> **EXERCISE**
Reproduce the records that follow verbatim, line for line, with nothing altered or omitted.

> **DATA EXCERPTS**
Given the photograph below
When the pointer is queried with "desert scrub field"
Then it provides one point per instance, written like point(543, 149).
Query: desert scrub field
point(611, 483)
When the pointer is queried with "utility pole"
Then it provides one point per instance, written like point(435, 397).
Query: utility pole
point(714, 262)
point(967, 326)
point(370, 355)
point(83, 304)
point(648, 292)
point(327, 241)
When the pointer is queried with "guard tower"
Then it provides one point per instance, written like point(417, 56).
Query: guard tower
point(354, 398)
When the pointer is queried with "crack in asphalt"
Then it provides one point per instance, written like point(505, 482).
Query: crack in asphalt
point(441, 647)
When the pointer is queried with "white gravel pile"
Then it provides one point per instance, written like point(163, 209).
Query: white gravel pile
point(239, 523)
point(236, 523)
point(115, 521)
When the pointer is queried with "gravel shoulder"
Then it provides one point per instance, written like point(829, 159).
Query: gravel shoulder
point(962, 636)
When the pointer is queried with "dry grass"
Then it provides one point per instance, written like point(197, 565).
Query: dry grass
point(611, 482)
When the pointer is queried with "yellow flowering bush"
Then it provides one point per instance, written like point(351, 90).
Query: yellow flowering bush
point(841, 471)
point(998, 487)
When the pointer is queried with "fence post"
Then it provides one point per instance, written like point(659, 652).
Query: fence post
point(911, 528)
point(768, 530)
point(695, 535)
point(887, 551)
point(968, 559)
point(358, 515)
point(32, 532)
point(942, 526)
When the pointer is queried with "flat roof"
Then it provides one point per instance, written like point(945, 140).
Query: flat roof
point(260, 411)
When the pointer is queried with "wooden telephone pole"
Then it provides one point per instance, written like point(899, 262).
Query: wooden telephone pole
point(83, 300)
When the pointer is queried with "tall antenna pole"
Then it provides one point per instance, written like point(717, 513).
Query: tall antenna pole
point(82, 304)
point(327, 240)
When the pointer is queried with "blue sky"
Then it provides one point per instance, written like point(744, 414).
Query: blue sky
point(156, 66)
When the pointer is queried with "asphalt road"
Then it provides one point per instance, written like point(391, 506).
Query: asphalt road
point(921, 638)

> **SOLUTION TO THIS PROBLEM**
Given the photograph below
When the pointer is queried with "desert scrub field"
Then it provides one point per instance, written like point(543, 149).
Query: desert scrub field
point(611, 483)
When the pointer is queried with "utility pole"
Then it provides one point per instance, written like point(435, 397).
Query: utility pole
point(714, 262)
point(967, 326)
point(370, 355)
point(83, 304)
point(648, 292)
point(327, 241)
When the pointer is queried with "guard tower"
Then it provides one point per instance, written like point(417, 56).
Query: guard tower
point(354, 398)
When the pointer is queried with "crack in asphalt"
Then it provides one point per instance, written like point(505, 482).
Query: crack in asphalt
point(441, 647)
When the pointer is queried with "white gravel pile"
Then it provides one point per instance, written like point(163, 209).
Query: white gravel pile
point(239, 523)
point(236, 523)
point(115, 521)
When the pointer is queried with "gravel shoulder"
Then it provides one point per instance, written like point(829, 159).
Query: gravel shoulder
point(962, 636)
When the pointer is queried with "dry grass"
Then it provides one point per instance, written like point(197, 565).
Query: dry grass
point(611, 482)
When the pointer is queried with "yellow flowering bush"
Then it provides one point per instance, written like point(351, 90).
Query: yellow flowering bush
point(841, 471)
point(998, 487)
When the pointer is queried with "fence post"
Then it provides one point per instance, written like point(659, 652).
Query: fence post
point(911, 528)
point(768, 530)
point(695, 535)
point(887, 551)
point(968, 559)
point(358, 515)
point(32, 532)
point(942, 526)
When the pointer is queried with "flat roof"
Then it provides one point per instance, written like point(945, 140).
Query: flat roof
point(260, 411)
When the pointer is queried with "wooden telephone pole"
Then it provides one point per instance, written like point(899, 262).
Query: wooden telephone pole
point(83, 300)
When the pointer is queried with "tall antenna pole"
Then it provides one point per instance, written like point(717, 513).
Query: tall antenna pole
point(82, 304)
point(327, 240)
When the pointer is queried with "blue sky"
Then it provides one point per instance, written like point(744, 414).
Query: blue sky
point(156, 66)
When the pointer is queried with "asphalt road"
Then it provides one point per instance, written like point(391, 506).
Query: asphalt road
point(921, 638)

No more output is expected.